* Task data *
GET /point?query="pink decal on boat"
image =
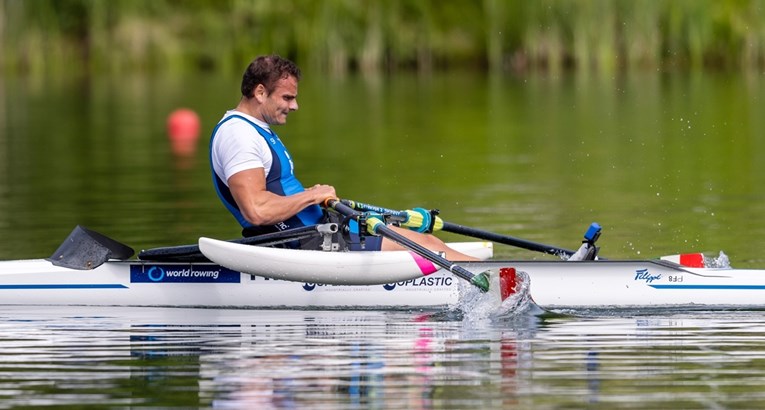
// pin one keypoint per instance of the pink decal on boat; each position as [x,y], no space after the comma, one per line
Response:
[426,267]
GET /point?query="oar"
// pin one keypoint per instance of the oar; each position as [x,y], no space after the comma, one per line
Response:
[377,227]
[419,218]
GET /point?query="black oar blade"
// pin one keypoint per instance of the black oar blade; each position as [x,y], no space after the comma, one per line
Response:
[85,249]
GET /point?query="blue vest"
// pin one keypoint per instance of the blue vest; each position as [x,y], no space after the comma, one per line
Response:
[281,181]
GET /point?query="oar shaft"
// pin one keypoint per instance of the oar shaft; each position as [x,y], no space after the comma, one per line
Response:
[472,232]
[504,239]
[380,228]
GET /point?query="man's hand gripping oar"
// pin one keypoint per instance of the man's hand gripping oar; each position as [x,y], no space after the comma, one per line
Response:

* Exercise directions *
Extract every line of the data above that contains the word "instance".

* Answer to this task *
// pin one keypoint per instance of the pink decal on boat; each position as [x,y], no space after the comma, one per line
// pin one keypoint per instance of the oar; each position as [x,y], no space after the comma, one per line
// pin one keypoint per instance of the black oar blade; each position as [x,y], no space after the comma, one per line
// pin one keypoint per instance of the blue vest; each position as [x,y], no space after the comma, one per line
// pin one keypoint per instance of the oar shaft; each position as [x,y], no space after the comma, one per line
// pin one keypoint per instance of the man's hand gripping oar; each position as [x,y], no space after the comma, one per line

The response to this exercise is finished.